## start WORKING DATA

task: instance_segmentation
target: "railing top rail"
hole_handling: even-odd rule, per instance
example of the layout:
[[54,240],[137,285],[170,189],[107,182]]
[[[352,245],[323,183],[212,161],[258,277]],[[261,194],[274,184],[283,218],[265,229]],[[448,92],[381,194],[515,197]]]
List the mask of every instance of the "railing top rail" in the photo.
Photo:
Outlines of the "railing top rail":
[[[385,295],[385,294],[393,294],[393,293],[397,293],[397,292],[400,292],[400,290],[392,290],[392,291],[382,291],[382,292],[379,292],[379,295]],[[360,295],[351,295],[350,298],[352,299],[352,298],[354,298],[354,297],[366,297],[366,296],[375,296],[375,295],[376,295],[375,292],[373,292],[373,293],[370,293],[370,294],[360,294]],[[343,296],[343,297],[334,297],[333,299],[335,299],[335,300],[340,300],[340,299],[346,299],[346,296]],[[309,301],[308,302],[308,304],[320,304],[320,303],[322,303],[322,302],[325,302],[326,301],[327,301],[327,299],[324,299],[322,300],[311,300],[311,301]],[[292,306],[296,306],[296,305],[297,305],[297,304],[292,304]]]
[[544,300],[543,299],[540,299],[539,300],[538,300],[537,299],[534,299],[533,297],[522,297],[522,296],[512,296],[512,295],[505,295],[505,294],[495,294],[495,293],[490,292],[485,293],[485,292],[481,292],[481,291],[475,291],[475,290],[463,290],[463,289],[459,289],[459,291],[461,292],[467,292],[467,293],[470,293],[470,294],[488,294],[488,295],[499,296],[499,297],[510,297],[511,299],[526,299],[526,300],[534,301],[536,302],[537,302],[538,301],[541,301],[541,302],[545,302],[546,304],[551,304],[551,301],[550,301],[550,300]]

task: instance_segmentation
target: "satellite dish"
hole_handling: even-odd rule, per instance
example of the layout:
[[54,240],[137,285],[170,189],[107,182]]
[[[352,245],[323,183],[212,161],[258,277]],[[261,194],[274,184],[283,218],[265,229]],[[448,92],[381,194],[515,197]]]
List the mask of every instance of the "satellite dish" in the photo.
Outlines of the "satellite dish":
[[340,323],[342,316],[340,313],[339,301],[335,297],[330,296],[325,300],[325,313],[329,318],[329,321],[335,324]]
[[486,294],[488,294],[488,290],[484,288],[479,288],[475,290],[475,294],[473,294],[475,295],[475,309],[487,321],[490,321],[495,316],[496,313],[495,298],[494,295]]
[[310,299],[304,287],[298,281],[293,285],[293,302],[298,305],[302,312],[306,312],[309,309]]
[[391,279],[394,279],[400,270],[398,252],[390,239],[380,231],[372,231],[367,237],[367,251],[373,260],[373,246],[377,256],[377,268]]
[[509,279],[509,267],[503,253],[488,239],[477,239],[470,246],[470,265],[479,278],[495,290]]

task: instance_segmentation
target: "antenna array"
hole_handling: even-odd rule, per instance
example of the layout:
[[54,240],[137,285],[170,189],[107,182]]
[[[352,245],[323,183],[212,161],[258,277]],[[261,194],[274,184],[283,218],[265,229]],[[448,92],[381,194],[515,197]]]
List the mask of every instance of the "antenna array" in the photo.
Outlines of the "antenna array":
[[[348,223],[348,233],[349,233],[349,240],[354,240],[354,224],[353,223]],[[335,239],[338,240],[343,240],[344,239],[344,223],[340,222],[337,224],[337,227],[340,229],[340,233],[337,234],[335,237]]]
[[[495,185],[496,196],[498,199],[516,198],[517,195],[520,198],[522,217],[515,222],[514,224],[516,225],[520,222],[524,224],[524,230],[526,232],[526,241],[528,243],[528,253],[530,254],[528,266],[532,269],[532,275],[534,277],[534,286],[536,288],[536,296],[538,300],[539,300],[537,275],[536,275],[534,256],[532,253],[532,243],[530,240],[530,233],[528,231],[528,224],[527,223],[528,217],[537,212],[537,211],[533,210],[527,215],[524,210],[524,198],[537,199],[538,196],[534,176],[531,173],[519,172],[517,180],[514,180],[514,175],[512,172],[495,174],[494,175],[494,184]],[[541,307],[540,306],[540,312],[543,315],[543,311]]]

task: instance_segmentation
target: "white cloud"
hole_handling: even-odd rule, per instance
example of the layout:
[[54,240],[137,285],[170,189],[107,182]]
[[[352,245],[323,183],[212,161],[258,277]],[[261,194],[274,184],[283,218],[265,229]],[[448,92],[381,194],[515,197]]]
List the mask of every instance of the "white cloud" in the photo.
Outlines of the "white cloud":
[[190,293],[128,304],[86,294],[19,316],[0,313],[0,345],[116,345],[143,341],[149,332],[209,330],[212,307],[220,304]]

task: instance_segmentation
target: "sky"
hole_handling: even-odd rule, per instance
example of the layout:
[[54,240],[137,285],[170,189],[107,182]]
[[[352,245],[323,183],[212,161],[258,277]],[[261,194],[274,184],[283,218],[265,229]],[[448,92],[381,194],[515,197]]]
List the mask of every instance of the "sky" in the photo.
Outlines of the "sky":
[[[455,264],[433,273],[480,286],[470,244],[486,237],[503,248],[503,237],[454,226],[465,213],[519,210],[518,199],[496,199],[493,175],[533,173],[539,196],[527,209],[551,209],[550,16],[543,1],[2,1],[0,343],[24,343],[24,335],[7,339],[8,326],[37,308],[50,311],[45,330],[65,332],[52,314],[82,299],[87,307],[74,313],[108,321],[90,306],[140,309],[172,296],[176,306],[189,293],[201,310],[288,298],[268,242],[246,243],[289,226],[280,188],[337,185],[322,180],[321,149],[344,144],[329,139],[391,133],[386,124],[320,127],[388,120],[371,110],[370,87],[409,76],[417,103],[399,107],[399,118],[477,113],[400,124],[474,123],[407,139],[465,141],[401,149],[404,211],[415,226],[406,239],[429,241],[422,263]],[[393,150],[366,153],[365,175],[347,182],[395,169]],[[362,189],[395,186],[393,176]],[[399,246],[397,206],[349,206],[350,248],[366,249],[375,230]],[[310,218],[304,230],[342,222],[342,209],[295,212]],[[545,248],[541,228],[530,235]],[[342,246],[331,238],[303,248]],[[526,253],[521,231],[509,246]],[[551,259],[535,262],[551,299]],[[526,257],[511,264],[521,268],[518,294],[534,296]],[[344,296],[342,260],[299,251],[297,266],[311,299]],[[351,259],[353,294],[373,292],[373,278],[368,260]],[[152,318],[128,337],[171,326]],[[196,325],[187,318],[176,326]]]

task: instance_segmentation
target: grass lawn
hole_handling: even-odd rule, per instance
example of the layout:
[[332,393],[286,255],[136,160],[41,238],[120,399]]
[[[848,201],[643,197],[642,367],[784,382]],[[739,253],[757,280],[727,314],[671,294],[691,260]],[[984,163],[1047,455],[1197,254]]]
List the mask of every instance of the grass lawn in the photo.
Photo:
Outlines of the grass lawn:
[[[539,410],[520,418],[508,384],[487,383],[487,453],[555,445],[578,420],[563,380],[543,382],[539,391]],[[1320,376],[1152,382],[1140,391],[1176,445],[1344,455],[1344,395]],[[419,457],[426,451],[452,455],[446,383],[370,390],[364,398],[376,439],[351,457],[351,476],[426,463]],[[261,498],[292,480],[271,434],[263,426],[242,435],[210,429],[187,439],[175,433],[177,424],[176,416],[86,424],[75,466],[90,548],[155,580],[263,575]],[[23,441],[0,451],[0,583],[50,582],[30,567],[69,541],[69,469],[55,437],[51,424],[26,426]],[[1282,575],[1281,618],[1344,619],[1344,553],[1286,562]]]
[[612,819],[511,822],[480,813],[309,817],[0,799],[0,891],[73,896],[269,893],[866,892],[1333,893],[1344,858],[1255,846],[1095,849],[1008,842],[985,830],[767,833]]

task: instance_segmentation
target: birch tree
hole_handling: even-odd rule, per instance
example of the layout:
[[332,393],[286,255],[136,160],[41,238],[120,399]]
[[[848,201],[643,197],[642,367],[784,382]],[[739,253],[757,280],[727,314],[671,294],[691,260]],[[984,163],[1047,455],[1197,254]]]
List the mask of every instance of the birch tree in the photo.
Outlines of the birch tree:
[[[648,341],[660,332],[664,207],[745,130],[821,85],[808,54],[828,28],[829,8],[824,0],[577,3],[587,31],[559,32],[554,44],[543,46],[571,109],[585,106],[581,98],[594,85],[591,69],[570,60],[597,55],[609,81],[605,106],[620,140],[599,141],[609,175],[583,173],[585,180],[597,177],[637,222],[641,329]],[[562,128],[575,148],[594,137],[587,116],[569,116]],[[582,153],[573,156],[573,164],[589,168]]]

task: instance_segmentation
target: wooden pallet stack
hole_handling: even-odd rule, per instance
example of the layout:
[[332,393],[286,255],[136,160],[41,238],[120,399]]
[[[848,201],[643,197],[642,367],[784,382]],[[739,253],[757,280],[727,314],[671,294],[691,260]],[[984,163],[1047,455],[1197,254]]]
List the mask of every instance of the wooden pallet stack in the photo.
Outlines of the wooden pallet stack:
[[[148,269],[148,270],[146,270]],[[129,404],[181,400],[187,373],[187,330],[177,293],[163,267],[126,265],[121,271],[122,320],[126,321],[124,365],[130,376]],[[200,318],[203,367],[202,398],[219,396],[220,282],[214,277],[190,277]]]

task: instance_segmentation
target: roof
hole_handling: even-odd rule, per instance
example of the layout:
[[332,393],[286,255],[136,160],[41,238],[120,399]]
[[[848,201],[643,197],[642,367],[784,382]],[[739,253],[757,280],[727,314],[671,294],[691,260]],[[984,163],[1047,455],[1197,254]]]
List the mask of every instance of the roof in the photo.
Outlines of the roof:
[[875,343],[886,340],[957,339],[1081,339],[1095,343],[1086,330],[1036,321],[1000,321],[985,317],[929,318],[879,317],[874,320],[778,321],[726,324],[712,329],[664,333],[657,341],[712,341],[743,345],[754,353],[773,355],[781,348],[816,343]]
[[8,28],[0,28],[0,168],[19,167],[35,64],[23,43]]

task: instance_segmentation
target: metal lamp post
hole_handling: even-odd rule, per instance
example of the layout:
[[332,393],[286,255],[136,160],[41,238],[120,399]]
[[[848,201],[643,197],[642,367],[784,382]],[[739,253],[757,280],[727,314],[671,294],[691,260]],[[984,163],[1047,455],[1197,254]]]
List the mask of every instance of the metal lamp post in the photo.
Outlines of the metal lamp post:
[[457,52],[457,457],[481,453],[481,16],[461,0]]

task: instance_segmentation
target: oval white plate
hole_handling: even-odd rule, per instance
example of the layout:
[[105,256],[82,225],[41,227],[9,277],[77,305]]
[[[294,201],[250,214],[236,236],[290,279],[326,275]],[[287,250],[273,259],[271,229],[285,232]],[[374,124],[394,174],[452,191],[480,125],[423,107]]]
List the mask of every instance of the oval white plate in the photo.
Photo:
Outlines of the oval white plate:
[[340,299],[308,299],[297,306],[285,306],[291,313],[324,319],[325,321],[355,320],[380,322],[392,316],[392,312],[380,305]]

## end WORKING DATA

## EXERCISE DIRECTIONS
How many lines in the entries above contain the string "lamp"? Matching is case-sensitive; give only the number.

## WORKED SOLUTION
3